Begin TEXT TO READ

Non-GAAP Financial Measures

As noted above, the following measures are considered “non-GAAP financial measures” under SEC guidelines:

(i) Fee revenue
(ii) Net income attributable to CBRE Group, Inc., as adjusted (which we also refer to as “adjusted net income”)
(iii) Diluted income per share attributable to CBRE Group, Inc. shareholders, as adjusted (which we also refer to as “adjusted earnings per share” or “adjusted EPS”)
(iv) EBITDA and EBITDA, as adjusted (the latter of which we also refer to as “Normalized EBITDA”)

None of these measures is a recognized measurement under U.S. generally accepted accounting principles, or U.S. GAAP, and when analyzing our operating performance, readers should use them in addition to, and not as an alternative for, their most directly comparable financial measure calculated and presented in accordance with U.S. GAAP. Because not all companies use identical calculations, our presentation of these measures may not be comparable to similarly titled measures of other companies.

End TEXT TO READ
Begin DATASET RECORDS

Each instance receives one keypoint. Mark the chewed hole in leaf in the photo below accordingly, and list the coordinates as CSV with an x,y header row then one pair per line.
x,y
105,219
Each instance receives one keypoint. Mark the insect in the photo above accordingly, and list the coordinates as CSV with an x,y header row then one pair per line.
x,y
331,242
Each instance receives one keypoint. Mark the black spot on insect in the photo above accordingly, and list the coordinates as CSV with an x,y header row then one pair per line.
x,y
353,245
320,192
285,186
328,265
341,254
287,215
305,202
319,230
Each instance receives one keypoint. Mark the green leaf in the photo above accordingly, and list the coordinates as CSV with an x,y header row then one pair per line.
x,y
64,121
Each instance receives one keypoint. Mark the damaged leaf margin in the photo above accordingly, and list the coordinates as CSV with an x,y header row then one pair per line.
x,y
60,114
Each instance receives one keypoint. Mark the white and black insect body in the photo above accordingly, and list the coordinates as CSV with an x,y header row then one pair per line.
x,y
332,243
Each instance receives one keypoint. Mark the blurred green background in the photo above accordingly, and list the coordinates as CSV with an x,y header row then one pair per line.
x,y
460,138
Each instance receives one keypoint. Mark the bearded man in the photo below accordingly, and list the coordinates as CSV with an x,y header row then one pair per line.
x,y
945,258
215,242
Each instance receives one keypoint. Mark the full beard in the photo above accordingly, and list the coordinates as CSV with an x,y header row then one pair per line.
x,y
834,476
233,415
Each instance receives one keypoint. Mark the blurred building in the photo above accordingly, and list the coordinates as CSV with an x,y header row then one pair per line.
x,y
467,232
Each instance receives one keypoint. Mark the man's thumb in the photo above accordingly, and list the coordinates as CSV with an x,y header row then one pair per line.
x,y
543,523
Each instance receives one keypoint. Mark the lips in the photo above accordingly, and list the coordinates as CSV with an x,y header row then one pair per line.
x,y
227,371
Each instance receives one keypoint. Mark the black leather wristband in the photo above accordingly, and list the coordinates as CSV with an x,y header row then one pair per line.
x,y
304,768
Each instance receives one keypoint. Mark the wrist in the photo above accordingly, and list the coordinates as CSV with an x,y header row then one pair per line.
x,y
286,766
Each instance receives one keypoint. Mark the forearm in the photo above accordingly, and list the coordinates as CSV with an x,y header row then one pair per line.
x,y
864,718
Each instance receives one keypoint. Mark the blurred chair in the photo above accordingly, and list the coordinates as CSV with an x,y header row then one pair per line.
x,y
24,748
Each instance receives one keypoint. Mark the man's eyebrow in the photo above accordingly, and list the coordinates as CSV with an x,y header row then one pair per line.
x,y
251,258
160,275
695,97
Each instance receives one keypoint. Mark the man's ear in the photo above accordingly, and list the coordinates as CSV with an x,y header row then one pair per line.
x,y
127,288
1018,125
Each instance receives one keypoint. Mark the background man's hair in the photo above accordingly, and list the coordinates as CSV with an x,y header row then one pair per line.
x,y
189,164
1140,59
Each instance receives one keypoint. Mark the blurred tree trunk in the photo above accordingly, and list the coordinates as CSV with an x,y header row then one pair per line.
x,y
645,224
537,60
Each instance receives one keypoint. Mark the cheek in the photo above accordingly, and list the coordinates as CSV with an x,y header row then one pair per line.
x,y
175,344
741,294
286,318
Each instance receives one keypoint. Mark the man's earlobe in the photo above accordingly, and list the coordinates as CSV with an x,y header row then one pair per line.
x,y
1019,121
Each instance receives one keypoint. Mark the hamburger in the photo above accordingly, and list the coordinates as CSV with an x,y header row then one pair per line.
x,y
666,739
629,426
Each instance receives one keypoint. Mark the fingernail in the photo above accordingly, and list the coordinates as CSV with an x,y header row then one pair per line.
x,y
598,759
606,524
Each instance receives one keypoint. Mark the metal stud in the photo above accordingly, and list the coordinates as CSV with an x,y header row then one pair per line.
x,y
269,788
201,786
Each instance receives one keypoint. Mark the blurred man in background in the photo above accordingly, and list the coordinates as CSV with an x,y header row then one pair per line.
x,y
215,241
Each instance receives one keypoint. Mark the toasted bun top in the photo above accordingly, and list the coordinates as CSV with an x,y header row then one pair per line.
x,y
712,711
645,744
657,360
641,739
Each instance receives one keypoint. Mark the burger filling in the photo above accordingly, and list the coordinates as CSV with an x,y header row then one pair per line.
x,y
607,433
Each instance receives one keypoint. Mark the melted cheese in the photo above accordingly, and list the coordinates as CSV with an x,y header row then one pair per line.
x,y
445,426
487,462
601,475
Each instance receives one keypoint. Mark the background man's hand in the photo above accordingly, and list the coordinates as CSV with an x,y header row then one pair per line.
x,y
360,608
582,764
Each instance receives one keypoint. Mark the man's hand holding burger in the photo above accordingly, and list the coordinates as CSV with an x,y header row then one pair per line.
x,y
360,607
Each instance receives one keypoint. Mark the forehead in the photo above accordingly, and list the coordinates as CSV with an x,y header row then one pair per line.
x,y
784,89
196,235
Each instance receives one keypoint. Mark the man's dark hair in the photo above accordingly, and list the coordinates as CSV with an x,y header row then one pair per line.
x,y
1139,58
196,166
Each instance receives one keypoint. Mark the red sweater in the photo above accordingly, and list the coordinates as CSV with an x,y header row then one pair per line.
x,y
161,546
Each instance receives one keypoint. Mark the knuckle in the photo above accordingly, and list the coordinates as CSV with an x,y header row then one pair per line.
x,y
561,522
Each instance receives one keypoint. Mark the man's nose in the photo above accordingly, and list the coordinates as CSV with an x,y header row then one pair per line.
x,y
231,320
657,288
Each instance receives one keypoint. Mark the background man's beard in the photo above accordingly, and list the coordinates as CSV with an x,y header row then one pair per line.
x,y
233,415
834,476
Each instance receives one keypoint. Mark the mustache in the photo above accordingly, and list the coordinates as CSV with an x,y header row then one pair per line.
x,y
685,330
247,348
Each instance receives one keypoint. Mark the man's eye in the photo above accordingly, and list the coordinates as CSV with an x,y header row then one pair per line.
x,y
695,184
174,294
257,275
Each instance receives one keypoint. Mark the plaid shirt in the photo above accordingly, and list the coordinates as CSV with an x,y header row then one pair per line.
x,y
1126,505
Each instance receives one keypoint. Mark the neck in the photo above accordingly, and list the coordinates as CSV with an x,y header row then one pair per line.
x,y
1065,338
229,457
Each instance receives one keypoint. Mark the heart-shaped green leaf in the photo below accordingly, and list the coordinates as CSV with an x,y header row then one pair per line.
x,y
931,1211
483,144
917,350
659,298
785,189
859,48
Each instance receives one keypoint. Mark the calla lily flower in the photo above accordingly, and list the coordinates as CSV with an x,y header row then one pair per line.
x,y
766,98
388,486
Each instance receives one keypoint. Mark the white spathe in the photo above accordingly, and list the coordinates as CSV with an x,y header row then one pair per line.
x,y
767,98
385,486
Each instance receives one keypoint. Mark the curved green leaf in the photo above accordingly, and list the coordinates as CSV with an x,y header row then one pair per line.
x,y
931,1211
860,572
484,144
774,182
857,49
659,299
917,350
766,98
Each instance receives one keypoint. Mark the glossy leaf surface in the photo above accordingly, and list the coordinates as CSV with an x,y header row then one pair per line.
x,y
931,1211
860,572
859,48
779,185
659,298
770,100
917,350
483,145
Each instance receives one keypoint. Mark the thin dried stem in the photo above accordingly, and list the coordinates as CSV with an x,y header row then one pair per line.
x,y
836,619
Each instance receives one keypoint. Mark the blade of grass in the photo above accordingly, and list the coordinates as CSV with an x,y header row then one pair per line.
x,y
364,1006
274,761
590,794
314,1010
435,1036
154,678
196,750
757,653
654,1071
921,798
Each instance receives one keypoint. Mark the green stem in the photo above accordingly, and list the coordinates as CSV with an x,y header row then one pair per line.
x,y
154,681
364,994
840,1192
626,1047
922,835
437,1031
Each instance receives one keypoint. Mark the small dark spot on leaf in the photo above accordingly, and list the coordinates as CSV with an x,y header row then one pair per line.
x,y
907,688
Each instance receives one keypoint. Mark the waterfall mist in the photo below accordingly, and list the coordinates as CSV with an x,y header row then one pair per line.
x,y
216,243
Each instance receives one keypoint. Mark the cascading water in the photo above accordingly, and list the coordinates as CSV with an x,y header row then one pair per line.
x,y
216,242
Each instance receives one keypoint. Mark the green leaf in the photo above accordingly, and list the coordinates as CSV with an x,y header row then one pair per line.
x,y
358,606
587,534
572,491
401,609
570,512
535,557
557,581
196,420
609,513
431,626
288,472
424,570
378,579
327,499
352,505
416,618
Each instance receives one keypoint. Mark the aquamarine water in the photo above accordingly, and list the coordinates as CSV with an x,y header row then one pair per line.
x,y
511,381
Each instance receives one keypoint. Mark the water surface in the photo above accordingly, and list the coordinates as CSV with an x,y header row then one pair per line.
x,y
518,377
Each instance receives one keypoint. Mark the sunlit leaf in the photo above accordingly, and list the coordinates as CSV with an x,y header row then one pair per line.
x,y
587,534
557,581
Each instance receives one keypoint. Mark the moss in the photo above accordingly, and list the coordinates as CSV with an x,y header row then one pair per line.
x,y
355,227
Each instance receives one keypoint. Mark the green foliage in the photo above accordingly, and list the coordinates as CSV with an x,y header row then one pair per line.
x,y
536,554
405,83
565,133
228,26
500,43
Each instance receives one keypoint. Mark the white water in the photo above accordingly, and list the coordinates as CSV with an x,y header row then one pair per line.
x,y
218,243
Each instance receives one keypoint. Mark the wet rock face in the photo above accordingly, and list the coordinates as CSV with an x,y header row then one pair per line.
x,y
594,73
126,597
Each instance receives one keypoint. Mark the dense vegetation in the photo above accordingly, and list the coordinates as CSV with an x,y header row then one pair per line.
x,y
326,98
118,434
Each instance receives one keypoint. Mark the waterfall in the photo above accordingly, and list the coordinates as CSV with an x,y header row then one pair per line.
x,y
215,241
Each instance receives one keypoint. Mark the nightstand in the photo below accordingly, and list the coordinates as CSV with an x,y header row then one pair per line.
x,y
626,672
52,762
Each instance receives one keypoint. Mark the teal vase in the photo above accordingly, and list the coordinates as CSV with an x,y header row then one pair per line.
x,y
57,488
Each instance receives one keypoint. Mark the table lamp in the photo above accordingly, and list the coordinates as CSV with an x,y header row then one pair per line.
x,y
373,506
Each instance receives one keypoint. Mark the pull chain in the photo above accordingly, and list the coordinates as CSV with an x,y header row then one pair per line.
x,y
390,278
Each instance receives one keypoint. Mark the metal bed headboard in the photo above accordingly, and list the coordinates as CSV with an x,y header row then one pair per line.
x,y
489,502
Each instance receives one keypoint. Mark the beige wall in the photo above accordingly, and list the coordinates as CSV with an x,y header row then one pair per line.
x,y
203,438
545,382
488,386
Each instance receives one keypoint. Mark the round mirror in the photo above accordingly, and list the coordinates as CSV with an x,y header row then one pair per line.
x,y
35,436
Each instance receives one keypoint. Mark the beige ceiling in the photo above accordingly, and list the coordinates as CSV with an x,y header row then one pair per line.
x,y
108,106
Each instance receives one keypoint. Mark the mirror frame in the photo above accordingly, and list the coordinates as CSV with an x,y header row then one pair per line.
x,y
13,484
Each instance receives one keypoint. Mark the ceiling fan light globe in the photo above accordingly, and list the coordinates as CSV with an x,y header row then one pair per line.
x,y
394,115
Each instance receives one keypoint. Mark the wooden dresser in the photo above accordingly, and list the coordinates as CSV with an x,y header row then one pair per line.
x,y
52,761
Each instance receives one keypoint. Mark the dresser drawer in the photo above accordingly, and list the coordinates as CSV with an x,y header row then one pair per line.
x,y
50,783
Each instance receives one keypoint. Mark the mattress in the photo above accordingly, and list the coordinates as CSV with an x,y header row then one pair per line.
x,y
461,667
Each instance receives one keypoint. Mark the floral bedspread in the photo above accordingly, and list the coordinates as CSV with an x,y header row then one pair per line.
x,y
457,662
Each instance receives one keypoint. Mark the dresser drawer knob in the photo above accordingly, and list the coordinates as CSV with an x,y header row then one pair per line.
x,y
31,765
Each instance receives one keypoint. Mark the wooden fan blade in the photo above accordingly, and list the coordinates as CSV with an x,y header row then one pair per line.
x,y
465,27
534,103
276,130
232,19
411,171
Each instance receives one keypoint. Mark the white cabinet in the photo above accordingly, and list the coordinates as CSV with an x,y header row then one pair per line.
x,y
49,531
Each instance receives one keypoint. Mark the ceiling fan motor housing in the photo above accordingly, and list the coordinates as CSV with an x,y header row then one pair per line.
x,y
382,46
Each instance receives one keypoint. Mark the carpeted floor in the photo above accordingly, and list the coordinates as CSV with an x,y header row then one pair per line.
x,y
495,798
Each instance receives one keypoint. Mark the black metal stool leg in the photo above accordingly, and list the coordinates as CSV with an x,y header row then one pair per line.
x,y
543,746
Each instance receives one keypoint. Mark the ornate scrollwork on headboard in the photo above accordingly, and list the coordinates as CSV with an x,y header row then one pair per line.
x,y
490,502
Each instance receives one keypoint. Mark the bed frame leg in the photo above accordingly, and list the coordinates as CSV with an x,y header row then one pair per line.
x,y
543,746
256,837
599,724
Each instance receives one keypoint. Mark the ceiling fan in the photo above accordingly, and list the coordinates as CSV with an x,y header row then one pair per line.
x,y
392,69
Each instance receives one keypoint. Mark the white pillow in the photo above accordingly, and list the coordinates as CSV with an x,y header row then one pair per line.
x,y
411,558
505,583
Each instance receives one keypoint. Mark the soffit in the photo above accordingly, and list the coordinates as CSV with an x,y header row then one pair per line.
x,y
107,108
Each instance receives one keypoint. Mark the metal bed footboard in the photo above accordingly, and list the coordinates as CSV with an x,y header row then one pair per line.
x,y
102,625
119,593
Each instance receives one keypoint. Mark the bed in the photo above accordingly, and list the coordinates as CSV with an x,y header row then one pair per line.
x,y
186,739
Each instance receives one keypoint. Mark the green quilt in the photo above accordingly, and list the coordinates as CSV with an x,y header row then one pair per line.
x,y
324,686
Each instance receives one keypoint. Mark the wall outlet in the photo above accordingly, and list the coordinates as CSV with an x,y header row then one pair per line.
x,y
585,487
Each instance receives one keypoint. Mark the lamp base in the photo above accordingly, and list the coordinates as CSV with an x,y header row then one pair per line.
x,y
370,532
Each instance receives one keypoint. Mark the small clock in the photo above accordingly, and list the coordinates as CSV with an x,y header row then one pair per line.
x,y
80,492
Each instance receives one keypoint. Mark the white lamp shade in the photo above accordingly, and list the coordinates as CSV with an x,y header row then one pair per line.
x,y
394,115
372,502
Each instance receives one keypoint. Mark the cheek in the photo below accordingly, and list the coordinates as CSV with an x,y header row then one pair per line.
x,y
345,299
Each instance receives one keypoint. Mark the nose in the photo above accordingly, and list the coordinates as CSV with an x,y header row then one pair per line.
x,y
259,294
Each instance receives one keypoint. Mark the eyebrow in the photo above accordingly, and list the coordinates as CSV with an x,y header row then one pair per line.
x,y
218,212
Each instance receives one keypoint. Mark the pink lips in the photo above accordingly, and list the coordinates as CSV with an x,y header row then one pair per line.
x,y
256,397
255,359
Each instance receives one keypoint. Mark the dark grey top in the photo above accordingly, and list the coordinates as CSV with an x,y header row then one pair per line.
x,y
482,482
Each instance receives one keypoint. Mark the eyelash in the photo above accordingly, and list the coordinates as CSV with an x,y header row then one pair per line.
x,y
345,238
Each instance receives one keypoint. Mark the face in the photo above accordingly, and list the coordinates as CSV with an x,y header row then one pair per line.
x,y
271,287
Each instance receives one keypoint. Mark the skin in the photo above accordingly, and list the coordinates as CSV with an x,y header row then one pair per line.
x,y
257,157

End DATASET RECORDS

GIVEN REQUEST 1 — List the measures that the text on non-GAAP financial measures names as non-GAAP financial measures under SEC guidelines.
GIVEN REQUEST 2 — Gather every line of the records that contains the string "drawer". Treat uppercase and lowercase letters as different.

EXPECTED ANSWER 1 —
1. Fee revenue
2. Net income attributable to CBRE Group, Inc., as adjusted (also called "adjusted net income")
3. Diluted income per share attributable to CBRE Group, Inc. shareholders, as adjusted (also called "adjusted earnings per share" or "adjusted EPS")
4. EBITDA and EBITDA, as adjusted (the latter also called "Normalized EBITDA")

EXPECTED ANSWER 2 —
Each instance receives one keypoint. Mark the dresser drawer in the photo above accordingly, and list the coordinates as CSV with an x,y header row then one pair per line.
Each instance receives one keypoint. Mark the dresser drawer knob in the photo above accordingly, and list the coordinates as CSV with an x,y header row then one pair per line.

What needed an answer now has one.